Work instructions —
Please repeat verbatim the lines of the entries beginning with the line that contains "of the **fork" and continuing through the final line of the entries.

[Rows from a segmentation dataset]
START
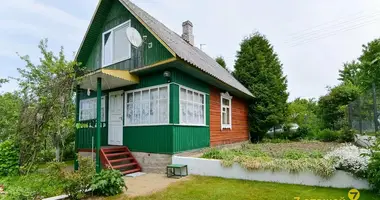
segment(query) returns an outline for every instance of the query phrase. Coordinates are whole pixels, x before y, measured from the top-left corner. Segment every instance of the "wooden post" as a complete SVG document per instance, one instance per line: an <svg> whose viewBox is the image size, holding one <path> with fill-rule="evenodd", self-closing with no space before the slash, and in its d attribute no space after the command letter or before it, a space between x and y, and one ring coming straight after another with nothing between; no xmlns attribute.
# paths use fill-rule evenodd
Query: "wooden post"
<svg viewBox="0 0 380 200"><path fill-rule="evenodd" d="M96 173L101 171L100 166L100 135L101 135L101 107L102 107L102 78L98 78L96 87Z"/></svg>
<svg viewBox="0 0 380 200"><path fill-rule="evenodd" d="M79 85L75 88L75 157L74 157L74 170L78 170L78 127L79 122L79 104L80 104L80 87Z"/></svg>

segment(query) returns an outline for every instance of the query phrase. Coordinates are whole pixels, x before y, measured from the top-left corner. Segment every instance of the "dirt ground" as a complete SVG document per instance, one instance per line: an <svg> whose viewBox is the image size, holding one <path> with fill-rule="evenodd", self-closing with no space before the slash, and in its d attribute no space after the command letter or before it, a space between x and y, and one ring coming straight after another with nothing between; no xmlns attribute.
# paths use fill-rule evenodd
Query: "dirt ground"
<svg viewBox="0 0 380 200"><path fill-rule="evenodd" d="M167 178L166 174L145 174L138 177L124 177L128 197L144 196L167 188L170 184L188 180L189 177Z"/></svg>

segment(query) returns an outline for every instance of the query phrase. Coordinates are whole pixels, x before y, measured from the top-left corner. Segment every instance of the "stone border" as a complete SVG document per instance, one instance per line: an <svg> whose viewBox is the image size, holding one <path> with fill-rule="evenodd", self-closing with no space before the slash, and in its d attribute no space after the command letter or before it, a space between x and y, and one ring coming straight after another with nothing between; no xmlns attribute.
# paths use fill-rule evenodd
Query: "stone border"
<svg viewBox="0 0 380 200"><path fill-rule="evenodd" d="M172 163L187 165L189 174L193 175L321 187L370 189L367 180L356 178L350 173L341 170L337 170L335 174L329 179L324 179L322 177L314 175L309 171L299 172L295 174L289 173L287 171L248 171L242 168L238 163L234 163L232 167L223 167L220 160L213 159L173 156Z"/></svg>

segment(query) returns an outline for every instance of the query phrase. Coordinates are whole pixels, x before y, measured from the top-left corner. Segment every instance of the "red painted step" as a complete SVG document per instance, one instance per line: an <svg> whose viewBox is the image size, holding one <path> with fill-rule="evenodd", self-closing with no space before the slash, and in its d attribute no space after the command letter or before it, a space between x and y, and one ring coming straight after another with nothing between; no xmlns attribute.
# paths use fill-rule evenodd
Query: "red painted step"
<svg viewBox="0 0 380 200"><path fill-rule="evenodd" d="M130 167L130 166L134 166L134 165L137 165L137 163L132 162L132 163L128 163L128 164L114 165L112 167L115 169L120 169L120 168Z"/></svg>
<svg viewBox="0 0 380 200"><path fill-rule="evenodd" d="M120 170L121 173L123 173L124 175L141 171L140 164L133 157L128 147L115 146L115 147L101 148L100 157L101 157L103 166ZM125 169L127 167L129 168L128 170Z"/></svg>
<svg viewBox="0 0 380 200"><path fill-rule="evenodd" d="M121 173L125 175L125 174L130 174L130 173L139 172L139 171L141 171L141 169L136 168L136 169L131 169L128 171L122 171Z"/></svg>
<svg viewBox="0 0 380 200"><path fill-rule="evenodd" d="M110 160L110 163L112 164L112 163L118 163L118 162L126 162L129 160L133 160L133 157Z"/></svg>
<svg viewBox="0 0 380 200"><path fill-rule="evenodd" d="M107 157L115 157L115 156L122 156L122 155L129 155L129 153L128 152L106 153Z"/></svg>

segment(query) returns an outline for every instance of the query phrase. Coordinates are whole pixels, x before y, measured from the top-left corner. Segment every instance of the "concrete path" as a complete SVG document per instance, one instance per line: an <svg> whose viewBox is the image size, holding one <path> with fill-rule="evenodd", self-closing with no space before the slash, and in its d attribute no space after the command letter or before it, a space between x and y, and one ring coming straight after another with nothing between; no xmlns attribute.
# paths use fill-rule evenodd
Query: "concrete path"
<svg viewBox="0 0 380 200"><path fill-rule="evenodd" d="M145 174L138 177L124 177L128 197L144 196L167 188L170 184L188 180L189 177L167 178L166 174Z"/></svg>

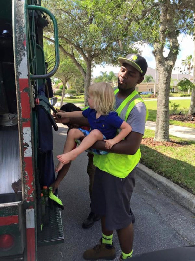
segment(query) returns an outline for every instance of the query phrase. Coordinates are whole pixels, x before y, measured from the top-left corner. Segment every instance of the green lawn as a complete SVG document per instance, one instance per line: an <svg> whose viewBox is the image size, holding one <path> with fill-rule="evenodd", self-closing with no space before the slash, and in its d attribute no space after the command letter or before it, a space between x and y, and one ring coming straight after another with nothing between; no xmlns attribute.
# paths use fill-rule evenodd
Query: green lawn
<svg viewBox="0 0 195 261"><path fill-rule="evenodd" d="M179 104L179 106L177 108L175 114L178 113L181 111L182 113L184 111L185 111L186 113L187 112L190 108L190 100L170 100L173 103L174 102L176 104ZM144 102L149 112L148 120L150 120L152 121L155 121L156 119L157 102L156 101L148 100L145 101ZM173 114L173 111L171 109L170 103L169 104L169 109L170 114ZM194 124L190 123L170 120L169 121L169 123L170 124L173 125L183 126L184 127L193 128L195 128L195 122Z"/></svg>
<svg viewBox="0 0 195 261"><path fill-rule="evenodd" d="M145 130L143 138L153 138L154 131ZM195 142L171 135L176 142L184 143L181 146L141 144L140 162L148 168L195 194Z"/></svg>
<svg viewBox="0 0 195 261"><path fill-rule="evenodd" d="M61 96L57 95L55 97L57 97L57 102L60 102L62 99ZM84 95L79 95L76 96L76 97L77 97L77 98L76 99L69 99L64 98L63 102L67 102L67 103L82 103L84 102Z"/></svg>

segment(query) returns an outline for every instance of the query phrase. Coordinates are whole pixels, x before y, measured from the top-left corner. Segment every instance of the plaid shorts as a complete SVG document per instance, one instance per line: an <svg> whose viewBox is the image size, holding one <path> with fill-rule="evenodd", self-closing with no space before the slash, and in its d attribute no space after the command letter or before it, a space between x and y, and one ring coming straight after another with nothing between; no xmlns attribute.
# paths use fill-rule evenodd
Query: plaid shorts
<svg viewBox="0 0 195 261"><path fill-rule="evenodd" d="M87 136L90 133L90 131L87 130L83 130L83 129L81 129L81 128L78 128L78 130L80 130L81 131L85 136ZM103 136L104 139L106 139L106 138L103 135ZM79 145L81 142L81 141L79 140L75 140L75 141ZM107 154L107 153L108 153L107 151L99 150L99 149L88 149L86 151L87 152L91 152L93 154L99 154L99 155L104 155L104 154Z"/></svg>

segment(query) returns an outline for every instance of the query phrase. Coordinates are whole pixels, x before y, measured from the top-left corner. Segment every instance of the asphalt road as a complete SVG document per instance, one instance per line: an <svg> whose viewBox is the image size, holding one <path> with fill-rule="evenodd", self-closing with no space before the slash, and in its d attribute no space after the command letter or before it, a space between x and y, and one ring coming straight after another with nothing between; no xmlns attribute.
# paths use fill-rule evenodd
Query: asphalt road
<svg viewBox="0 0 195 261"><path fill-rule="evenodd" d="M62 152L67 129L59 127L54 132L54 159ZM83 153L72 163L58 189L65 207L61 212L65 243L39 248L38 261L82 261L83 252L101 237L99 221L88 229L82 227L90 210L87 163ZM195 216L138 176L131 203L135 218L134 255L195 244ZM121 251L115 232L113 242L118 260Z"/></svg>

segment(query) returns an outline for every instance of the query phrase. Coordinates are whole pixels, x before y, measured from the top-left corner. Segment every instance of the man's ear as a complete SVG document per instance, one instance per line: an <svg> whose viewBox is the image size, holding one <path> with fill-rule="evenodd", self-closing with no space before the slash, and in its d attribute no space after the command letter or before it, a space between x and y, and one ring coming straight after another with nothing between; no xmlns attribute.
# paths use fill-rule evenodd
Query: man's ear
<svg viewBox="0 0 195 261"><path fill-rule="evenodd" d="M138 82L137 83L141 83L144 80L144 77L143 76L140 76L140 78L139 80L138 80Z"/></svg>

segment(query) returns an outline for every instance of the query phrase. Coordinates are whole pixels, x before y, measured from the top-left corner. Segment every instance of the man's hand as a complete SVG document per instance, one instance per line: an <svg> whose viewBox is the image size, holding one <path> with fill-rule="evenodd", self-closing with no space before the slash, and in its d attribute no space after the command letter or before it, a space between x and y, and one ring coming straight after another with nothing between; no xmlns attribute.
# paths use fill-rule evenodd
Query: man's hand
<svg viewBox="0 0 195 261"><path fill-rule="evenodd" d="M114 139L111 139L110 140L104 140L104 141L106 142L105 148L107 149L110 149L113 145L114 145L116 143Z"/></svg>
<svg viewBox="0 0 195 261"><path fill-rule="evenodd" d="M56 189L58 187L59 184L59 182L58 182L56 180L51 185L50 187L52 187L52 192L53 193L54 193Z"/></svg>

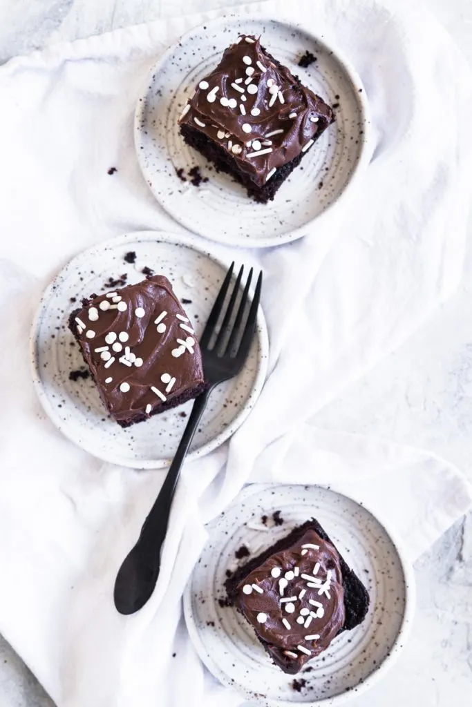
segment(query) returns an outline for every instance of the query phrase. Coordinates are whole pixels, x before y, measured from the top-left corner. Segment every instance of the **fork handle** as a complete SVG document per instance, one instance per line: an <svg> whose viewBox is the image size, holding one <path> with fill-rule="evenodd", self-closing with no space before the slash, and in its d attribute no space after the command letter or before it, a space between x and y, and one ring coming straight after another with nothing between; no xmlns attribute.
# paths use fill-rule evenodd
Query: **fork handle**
END
Output of the task —
segment(query) returns an outline for every instance of the query phrase. Coordinates are whole pixels, x before y, measured from the top-left corner. Segment every instance of the **fork handle** as a complete SVG document per instance, one instance per line: an <svg> whose viewBox is the image size, holding one <path> with fill-rule="evenodd", self-closing with no space before the slash, and in its d attribute no space after the command letter or before it, a space between x and y, and one ring coming straight after another with nothing between; no xmlns attribute.
# paths use fill-rule evenodd
Query: **fork handle**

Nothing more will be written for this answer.